Input material:
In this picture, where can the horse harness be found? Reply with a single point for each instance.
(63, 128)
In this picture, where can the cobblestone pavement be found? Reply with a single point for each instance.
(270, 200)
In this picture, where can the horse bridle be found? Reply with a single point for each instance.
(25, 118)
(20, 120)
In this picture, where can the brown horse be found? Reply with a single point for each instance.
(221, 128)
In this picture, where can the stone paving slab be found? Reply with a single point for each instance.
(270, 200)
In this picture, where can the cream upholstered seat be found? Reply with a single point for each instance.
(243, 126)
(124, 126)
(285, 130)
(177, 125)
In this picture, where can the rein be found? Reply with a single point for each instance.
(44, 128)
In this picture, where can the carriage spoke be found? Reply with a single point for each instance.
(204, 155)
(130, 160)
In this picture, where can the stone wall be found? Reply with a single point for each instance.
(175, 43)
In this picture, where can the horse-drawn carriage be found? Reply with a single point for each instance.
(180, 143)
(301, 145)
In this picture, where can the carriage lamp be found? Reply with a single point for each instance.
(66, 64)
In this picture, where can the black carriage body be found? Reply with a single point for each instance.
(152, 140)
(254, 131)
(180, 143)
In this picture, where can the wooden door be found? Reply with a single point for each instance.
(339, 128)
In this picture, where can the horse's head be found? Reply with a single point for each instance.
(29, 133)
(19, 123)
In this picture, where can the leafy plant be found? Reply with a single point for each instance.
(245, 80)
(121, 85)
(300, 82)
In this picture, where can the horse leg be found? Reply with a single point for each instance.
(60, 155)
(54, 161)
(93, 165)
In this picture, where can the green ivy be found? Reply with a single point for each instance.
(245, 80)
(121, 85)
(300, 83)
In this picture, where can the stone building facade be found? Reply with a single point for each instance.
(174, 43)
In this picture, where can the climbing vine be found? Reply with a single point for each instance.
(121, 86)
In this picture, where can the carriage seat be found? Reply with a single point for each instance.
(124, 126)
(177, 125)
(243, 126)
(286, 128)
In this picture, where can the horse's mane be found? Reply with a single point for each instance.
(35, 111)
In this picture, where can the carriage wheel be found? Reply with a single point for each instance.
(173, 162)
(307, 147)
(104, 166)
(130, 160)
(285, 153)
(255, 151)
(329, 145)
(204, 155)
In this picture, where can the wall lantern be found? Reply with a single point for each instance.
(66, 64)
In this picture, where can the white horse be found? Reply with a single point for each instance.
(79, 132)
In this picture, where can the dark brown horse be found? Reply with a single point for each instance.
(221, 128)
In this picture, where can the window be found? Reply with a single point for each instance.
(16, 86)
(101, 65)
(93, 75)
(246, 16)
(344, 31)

* * *

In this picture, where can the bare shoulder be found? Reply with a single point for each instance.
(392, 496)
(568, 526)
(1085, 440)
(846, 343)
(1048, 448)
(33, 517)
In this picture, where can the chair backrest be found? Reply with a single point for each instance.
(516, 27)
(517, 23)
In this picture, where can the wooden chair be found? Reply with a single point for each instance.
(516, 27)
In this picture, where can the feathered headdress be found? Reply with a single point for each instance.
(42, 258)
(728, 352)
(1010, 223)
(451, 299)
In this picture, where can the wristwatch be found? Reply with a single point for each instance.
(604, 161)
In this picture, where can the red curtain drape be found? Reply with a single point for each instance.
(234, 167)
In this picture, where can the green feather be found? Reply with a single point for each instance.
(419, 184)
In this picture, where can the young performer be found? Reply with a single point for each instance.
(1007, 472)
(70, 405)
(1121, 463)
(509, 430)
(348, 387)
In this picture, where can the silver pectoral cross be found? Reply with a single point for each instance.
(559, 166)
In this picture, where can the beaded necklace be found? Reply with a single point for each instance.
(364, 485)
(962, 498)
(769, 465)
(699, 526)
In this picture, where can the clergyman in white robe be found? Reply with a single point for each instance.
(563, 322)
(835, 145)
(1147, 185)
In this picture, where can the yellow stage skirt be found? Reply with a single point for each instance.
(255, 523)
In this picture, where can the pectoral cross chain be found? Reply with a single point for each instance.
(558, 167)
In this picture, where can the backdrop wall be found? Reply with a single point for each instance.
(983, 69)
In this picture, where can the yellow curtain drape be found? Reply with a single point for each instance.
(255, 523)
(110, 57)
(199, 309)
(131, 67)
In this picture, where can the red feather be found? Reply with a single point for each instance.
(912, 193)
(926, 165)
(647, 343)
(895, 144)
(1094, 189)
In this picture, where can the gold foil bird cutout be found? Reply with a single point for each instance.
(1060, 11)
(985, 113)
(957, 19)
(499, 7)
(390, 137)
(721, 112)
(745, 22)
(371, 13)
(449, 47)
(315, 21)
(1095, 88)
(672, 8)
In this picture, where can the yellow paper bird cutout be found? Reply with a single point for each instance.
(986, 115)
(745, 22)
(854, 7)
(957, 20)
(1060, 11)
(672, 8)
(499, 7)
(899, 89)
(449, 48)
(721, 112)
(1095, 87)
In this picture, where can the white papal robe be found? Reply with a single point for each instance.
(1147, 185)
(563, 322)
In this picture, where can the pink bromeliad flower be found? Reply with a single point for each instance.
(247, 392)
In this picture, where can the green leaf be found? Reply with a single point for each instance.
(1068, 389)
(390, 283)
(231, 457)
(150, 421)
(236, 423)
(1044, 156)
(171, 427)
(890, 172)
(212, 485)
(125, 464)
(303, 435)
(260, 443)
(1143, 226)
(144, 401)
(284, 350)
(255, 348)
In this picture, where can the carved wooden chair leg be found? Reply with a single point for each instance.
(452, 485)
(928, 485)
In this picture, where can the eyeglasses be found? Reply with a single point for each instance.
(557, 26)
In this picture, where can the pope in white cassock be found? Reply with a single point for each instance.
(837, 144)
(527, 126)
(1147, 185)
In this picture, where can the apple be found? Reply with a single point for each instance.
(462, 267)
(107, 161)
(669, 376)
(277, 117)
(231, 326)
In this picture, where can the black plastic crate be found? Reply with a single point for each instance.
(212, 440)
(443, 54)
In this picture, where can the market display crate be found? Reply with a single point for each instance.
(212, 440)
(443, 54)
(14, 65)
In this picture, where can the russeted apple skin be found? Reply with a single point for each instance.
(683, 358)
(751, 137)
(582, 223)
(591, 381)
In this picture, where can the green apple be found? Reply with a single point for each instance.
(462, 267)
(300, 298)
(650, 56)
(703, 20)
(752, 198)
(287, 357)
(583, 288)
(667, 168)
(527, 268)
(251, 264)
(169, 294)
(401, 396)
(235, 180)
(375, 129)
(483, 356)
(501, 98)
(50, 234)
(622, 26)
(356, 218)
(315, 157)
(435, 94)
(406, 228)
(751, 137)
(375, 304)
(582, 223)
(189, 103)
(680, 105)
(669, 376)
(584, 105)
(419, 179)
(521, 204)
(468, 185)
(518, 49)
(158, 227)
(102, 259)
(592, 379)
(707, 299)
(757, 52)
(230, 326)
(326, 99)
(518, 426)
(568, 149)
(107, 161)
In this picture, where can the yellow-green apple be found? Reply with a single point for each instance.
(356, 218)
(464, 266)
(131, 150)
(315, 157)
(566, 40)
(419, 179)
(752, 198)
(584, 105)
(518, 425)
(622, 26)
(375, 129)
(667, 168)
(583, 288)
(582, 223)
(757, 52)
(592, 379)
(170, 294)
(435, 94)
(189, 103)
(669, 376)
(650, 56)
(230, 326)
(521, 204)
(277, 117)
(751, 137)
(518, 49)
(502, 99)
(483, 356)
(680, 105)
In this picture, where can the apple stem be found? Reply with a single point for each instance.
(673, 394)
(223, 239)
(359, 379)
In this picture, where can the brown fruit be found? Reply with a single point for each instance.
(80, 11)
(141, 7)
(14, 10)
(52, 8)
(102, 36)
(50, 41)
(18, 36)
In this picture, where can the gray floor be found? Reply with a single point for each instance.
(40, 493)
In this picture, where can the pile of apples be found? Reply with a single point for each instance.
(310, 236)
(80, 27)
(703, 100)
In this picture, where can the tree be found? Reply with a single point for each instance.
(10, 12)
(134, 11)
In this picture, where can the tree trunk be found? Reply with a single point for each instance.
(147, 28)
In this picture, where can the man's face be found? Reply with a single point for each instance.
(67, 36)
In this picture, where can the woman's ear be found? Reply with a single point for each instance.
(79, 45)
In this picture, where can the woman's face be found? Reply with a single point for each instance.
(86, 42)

What you have to do: How many lines in the records above contain the word "black"? Reply with the number alone.

Solution to this exercise: 2